Problem to solve. With every picture left out, give the data below back exactly.

[Dataset entries]
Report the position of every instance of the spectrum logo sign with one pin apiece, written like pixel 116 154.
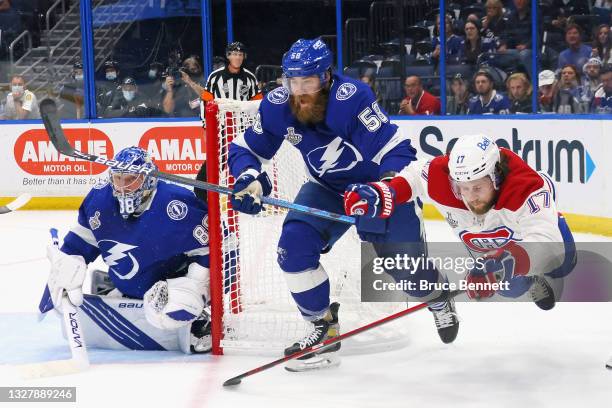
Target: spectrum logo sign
pixel 35 154
pixel 177 150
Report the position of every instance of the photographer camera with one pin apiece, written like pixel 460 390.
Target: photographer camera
pixel 182 98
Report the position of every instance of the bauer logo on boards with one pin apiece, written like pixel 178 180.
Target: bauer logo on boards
pixel 36 155
pixel 176 149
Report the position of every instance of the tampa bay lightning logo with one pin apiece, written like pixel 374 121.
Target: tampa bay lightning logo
pixel 118 257
pixel 338 155
pixel 278 95
pixel 177 210
pixel 345 91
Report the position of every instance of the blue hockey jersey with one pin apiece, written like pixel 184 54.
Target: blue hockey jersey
pixel 356 142
pixel 140 251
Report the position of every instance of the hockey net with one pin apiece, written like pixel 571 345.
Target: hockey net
pixel 252 309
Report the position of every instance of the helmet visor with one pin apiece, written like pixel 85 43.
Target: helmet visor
pixel 126 183
pixel 303 85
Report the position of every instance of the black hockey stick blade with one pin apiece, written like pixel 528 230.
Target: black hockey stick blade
pixel 17 203
pixel 48 112
pixel 329 342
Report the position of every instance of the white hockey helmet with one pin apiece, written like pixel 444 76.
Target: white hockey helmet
pixel 474 157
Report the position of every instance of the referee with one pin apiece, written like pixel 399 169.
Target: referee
pixel 233 81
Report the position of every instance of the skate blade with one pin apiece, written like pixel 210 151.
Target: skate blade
pixel 315 363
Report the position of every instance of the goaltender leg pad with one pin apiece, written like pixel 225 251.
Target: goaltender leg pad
pixel 120 324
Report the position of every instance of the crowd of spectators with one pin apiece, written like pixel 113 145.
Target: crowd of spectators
pixel 489 54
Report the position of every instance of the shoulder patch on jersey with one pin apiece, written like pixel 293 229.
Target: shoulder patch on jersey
pixel 177 210
pixel 438 184
pixel 278 96
pixel 522 180
pixel 101 183
pixel 345 91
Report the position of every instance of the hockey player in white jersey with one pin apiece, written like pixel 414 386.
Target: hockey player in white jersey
pixel 500 208
pixel 153 236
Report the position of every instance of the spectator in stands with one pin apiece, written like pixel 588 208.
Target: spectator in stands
pixel 20 103
pixel 577 53
pixel 418 101
pixel 487 99
pixel 569 96
pixel 602 102
pixel 519 91
pixel 154 87
pixel 368 79
pixel 71 94
pixel 590 78
pixel 547 87
pixel 108 89
pixel 130 103
pixel 182 98
pixel 457 102
pixel 494 23
pixel 453 42
pixel 474 44
pixel 233 81
pixel 602 44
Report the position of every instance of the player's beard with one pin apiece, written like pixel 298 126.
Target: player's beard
pixel 310 109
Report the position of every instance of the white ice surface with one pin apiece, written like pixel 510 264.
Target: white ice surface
pixel 506 355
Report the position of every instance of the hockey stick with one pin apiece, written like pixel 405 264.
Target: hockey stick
pixel 19 202
pixel 327 343
pixel 48 112
pixel 72 326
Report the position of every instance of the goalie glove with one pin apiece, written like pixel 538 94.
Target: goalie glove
pixel 67 273
pixel 248 190
pixel 173 303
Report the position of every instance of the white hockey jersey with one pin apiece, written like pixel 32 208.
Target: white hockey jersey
pixel 525 212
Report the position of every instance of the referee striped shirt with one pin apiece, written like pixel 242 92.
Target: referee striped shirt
pixel 223 84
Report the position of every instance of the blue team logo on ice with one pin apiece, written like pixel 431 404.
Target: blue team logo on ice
pixel 278 95
pixel 177 210
pixel 337 156
pixel 345 91
pixel 119 259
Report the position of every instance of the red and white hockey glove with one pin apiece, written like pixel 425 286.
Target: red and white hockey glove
pixel 497 267
pixel 370 200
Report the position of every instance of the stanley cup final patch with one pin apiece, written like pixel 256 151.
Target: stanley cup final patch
pixel 177 210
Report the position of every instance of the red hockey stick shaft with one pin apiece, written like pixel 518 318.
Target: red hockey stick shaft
pixel 238 379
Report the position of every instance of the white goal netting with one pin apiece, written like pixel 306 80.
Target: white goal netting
pixel 259 314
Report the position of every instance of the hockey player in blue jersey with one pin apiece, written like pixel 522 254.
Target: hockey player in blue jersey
pixel 153 236
pixel 344 138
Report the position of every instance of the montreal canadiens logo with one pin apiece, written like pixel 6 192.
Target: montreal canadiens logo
pixel 177 210
pixel 485 241
pixel 345 91
pixel 278 95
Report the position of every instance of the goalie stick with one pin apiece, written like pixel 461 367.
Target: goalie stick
pixel 48 112
pixel 78 350
pixel 333 340
pixel 19 202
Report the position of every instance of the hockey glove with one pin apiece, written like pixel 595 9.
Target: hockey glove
pixel 248 189
pixel 369 200
pixel 173 303
pixel 67 273
pixel 497 267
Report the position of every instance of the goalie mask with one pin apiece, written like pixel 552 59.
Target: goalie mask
pixel 132 190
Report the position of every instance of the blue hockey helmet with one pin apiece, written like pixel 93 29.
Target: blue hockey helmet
pixel 306 58
pixel 132 189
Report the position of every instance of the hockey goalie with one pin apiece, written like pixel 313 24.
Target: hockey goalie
pixel 153 236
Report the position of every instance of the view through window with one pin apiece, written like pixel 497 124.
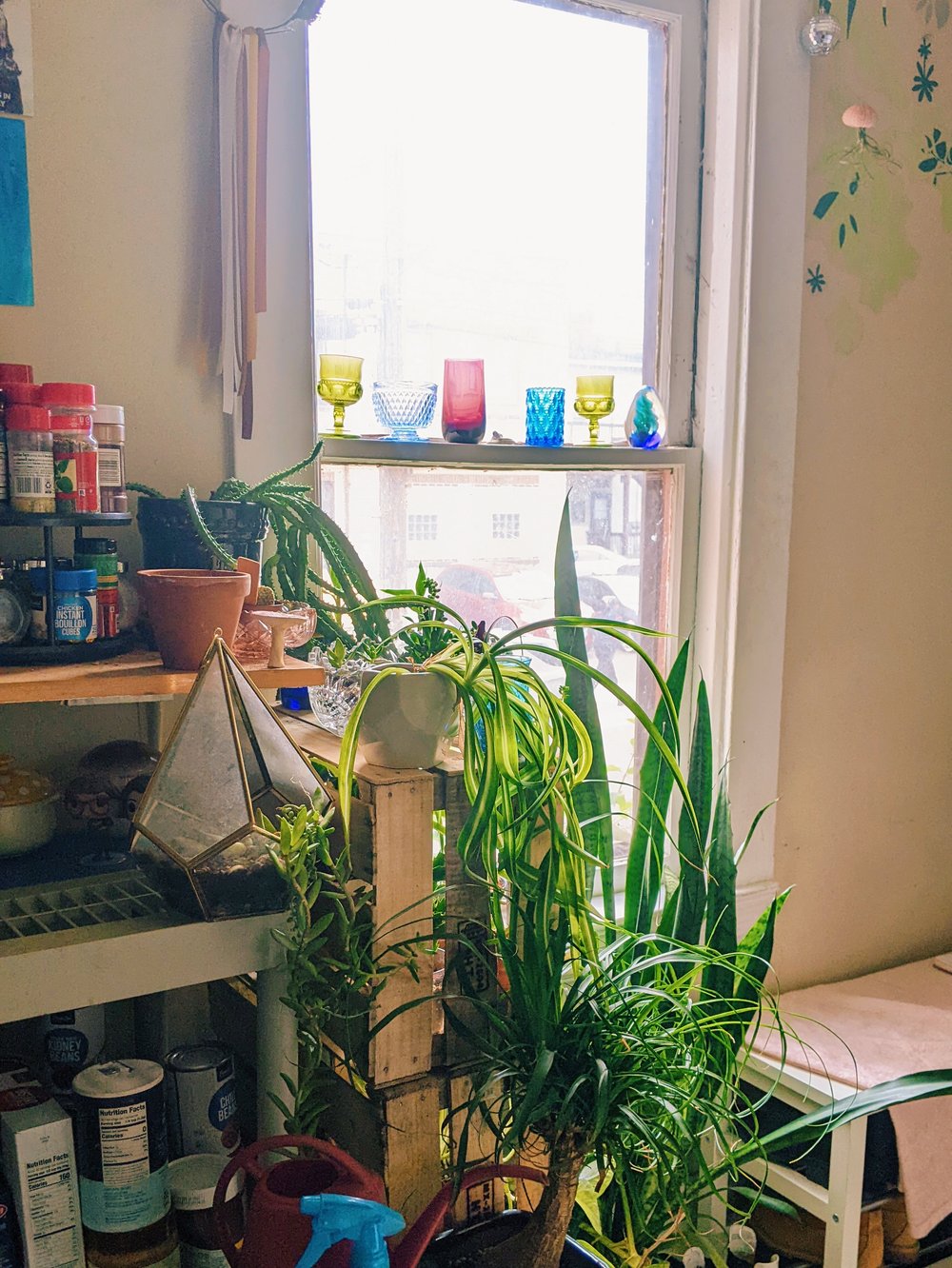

Answer section.
Report the position of every instance of the spectrum logo sign with one pin apiece, written like pixel 116 154.
Target: spectrum logo sign
pixel 35 154
pixel 177 150
Report the position of every instance of the photographer camera with one pin apiece, written like pixel 460 390.
Target: photographer camera
pixel 182 98
Report the position of every instance of the bauer logo on boards with one pin apiece, written like pixel 178 180.
Target: bauer logo on boards
pixel 36 155
pixel 176 149
Report the position of every instance of the tampa bay lightning logo with one pin apiece, written like pixel 374 121.
Target: tampa bay lightning logo
pixel 118 257
pixel 338 155
pixel 278 95
pixel 177 210
pixel 345 91
Report the position of every instance of the blue hockey jersey with one pin apiece, written like pixel 184 54.
Target: blue hockey jersey
pixel 356 142
pixel 140 251
Report the position of every instance of the hockey net with one pin apiece, written like pixel 571 345.
Target: hockey net
pixel 252 309
Report the position of every instance of the helmet visor with one pin apiece, written like pixel 85 43.
Target: helmet visor
pixel 126 183
pixel 303 85
Report the position of every instance of the black hockey stick blade with one pin apiece, written like pixel 528 230.
Target: black hockey stick blade
pixel 17 203
pixel 48 112
pixel 329 342
Report the position of every instance of the white hockey helmet with one pin apiece, written like pixel 444 76.
Target: white hockey helmet
pixel 474 157
Report the position of every instance of the referee with one pin apiece, written like pixel 399 169.
Target: referee
pixel 233 81
Report the position of every instance of the skate blade with one pin apiece, written like pixel 210 151.
Target: skate blade
pixel 315 363
Report the position of every instance of the goaltender leg pad with one pin apiece, written like pixel 225 251.
Target: goaltender leg pad
pixel 120 324
Report the position of every instance of the crowd of spectators with one pin apiece, written like pixel 113 145.
Target: crowd of spectators
pixel 489 54
Report the position of every instance of the shoulder patch on jersey with one pin apiece, written like pixel 293 229.
Target: shoulder patch on jersey
pixel 177 210
pixel 438 184
pixel 278 96
pixel 522 180
pixel 101 183
pixel 345 91
Report the position of every instance of the hockey player in white jersey with one pin apiece, written like pixel 414 386.
Target: hockey player in white jersey
pixel 500 208
pixel 153 236
Report the position of every instance of the spectator in stands with one pin apiece, written like pixel 588 208.
Target: spectator in stands
pixel 20 103
pixel 577 53
pixel 418 101
pixel 487 99
pixel 569 96
pixel 602 102
pixel 519 91
pixel 154 87
pixel 368 79
pixel 71 94
pixel 590 78
pixel 547 87
pixel 108 89
pixel 130 103
pixel 182 98
pixel 457 102
pixel 494 23
pixel 453 42
pixel 474 44
pixel 233 81
pixel 602 44
Report the position of every instance of the player's beard with one pin apiece, written like pixel 298 126.
Target: player's beard
pixel 310 109
Report the position of every instance of the white ice surface with one pin apiece, written like pixel 510 264.
Target: white ice surface
pixel 506 355
Report the position of every instance of the hockey stick with one pin apiece, written like pixel 405 264.
Target: hockey stick
pixel 19 202
pixel 327 343
pixel 48 112
pixel 72 326
Report the position of every instance of the goalie glove with one pin apiece, written like pixel 538 94.
Target: goalie glove
pixel 67 273
pixel 248 190
pixel 173 303
Report the position of every instance of the white hockey jersey with one pin apiece, written like pixel 32 208.
Target: white hockey jersey
pixel 525 212
Report the position of every instance of the referee striped shirt with one pin apiece, written like pixel 242 92.
Target: referee striped shirt
pixel 223 84
Report the position of every instance of the blue team logo on ice with one pin apiece, written like pixel 431 404.
Target: blue team logo on ice
pixel 278 95
pixel 177 210
pixel 337 156
pixel 345 91
pixel 119 259
Report the position of every instance of the red and white hockey glove with one pin apiece, written like pixel 425 286.
Target: red and white hockey glove
pixel 497 267
pixel 370 200
Report the position of every instance of the stanley cup final patch with one pin apiece, written like pixel 256 151.
Target: stanley cup final patch
pixel 177 210
Report the position of every instance of the red hockey stick shaft with one pin apiece, written like pixel 518 318.
Target: red hockey stick shaft
pixel 238 379
Report the position of every instance of the white goal netting with one pin apiece, written like pixel 306 80.
Target: white goal netting
pixel 259 314
Report the position of every instance of the hockey player in blue jersey with one pin apiece, written like pixel 522 254.
Target: hockey player in blue jersey
pixel 153 236
pixel 344 138
Report the position of every instance of the montreal canadiens logo with one pin apiece, written like pixel 6 192.
Target: montreal canadiens logo
pixel 177 210
pixel 485 241
pixel 345 91
pixel 278 95
Report the position of every instance of the goalie stick with one pin apiece, written like pixel 461 367.
Target: goalie stick
pixel 48 112
pixel 78 350
pixel 333 340
pixel 19 202
Report the position of every instance of the hockey glove with one pin apiece, written like pixel 595 9.
Target: hockey glove
pixel 248 189
pixel 369 200
pixel 173 303
pixel 67 273
pixel 497 267
Report the position of every instance of the goalie mask with one pin apiece, written like pixel 552 59.
Target: goalie mask
pixel 132 190
Report the position of every instance of the blue hockey helmet with one pin apiece, written like pixel 93 29.
Target: blue hockey helmet
pixel 306 58
pixel 132 189
Report the position of every instance of the hockey goalie with one pin apiece, written like pixel 313 24.
Target: hockey goalie
pixel 153 236
Report the position of every instance of the view through window with one pin apiece, written like pixel 497 124.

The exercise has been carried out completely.